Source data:
####################

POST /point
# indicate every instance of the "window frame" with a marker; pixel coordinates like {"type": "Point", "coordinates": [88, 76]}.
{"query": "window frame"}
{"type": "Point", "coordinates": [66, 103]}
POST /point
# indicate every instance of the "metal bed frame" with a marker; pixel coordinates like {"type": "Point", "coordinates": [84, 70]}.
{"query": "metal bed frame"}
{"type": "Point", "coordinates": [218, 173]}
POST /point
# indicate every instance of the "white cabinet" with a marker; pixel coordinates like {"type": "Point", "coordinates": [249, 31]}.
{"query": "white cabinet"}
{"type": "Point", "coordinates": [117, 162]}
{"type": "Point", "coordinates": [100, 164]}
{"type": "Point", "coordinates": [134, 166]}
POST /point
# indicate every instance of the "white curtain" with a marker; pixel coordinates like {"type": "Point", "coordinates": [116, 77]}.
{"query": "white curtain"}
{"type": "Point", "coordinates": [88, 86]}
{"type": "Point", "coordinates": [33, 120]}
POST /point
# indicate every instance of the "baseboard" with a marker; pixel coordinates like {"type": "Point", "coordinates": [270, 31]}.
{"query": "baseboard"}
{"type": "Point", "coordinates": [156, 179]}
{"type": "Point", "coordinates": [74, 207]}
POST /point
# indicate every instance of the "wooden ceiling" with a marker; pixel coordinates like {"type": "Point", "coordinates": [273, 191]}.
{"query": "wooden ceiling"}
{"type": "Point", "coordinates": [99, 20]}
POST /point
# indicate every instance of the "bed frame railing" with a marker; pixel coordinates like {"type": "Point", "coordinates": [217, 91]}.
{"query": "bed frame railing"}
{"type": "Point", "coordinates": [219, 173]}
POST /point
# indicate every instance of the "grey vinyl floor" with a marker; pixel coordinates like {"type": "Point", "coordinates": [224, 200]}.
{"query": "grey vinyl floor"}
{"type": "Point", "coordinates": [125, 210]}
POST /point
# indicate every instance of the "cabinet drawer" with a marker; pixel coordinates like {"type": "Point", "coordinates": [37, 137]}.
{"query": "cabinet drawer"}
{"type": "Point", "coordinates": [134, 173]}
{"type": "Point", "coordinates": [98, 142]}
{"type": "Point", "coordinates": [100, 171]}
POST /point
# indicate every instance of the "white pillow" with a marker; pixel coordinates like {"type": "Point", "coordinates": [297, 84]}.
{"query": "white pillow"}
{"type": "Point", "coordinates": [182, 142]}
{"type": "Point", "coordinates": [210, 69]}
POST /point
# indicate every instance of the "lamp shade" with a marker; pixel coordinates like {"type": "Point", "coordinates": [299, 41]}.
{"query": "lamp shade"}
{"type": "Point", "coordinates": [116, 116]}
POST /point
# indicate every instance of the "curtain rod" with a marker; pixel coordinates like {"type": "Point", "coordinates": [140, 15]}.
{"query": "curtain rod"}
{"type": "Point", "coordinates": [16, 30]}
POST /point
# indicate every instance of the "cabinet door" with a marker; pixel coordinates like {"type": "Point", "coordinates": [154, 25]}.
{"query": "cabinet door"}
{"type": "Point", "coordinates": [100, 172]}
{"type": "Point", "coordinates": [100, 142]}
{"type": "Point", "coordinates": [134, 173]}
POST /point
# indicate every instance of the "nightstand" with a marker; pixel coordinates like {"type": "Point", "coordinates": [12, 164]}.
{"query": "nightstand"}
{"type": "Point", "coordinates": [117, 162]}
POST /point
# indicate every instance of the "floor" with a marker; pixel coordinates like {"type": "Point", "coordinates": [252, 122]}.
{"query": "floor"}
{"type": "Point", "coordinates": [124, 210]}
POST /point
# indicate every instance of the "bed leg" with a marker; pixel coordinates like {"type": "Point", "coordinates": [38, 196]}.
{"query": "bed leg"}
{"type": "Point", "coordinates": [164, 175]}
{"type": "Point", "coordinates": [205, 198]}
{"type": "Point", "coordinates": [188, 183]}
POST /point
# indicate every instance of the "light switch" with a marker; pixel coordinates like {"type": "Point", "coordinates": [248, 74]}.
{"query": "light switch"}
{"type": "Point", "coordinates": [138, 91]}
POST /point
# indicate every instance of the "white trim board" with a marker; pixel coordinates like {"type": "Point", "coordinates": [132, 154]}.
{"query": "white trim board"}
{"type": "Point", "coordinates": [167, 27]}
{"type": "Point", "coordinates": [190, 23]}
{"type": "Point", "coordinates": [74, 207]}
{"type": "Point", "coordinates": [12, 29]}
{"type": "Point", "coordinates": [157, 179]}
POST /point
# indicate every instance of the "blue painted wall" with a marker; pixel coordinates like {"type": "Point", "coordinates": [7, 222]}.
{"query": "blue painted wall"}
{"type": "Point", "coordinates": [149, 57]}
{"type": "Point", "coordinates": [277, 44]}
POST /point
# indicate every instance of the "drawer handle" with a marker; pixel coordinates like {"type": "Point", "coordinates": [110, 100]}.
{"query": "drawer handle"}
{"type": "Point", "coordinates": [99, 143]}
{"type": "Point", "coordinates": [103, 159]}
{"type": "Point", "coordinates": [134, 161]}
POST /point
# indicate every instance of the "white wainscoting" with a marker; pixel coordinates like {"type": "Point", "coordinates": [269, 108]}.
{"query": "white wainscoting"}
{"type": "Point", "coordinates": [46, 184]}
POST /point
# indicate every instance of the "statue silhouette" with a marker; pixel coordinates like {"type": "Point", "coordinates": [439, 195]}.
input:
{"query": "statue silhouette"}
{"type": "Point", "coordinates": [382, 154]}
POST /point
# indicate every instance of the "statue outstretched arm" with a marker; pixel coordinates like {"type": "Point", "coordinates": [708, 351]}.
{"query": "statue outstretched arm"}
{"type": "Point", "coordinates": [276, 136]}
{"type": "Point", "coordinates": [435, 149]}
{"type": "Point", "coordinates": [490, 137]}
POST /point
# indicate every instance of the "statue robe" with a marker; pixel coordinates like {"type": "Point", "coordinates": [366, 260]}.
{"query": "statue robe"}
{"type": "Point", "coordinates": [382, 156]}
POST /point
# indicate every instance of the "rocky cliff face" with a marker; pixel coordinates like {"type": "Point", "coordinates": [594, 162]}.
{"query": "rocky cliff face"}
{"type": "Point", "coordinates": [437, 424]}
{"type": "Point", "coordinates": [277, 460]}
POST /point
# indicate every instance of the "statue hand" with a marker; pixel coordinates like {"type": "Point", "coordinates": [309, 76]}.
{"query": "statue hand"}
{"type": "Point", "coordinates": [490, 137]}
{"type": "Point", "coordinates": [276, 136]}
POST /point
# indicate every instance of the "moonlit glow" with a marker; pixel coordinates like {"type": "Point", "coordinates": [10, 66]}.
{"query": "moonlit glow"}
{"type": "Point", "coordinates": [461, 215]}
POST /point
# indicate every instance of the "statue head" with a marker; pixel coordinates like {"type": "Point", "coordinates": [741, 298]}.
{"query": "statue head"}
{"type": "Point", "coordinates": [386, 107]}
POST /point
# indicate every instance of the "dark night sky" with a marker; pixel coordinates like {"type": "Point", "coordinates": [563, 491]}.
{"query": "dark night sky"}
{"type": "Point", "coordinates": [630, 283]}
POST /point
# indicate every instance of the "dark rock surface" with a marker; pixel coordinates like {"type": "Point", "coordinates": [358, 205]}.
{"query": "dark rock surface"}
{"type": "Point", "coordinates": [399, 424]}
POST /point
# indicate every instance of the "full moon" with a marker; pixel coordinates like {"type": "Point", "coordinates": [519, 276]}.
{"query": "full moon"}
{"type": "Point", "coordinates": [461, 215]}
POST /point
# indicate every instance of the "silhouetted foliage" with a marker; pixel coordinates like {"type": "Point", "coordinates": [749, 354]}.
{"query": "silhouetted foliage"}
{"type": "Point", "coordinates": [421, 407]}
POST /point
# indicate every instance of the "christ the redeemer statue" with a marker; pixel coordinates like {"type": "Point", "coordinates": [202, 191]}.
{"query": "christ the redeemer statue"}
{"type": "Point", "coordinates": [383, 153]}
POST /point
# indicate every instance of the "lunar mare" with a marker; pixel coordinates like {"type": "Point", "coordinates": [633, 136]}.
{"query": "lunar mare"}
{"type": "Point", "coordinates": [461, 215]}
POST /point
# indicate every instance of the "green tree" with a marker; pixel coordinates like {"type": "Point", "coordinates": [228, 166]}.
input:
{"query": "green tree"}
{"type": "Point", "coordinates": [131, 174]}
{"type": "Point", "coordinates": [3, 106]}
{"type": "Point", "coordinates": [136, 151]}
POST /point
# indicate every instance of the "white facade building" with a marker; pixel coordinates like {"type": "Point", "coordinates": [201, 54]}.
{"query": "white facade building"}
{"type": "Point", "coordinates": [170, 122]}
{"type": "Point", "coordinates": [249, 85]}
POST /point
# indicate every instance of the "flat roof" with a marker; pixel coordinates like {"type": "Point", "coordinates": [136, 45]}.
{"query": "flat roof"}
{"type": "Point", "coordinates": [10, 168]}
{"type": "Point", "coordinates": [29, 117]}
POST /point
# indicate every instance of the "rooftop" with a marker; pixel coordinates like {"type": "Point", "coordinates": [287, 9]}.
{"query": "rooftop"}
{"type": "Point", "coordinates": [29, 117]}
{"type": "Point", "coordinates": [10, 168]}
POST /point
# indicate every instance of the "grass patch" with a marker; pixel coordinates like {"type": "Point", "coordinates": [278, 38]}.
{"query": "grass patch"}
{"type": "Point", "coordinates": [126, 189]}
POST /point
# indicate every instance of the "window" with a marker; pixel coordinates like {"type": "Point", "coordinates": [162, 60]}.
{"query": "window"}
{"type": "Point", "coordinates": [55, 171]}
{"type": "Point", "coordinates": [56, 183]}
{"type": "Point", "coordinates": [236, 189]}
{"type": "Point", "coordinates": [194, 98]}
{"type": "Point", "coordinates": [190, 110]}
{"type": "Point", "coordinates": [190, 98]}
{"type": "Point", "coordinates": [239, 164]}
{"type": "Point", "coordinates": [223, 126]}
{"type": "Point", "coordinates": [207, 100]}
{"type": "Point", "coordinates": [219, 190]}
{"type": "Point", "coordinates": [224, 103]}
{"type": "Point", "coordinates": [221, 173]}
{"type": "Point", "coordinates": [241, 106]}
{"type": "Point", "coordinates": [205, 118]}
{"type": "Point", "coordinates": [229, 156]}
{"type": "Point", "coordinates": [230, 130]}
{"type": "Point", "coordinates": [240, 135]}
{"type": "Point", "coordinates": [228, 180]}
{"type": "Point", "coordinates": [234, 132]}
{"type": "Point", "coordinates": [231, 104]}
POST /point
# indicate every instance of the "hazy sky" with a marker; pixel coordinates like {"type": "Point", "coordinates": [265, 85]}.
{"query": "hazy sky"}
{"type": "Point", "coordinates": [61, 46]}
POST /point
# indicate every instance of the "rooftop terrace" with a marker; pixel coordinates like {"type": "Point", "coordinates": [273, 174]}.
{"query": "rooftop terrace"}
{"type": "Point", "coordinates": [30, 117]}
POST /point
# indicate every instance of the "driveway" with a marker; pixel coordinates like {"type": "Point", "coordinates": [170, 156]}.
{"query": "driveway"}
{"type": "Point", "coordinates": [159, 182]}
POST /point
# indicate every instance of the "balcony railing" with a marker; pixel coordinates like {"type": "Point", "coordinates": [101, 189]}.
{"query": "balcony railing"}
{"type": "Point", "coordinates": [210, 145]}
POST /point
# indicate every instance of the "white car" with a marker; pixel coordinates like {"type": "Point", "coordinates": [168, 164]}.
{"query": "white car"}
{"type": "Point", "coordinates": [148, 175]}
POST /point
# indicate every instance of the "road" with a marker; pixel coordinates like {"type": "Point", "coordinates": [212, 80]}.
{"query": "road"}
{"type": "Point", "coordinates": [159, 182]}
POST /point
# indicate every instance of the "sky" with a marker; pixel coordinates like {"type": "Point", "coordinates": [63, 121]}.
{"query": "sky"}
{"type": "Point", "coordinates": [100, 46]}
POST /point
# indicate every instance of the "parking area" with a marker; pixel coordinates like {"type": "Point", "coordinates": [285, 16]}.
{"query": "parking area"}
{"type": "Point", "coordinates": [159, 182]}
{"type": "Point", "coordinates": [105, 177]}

####################

**What you will do:** Gather every line of the records above that contains the word "cliff", and list those lines.

**Answer:**
# indicate every instance of the "rocky cliff face" with a marker; pixel coordinates like {"type": "Point", "coordinates": [594, 162]}.
{"query": "rocky cliff face"}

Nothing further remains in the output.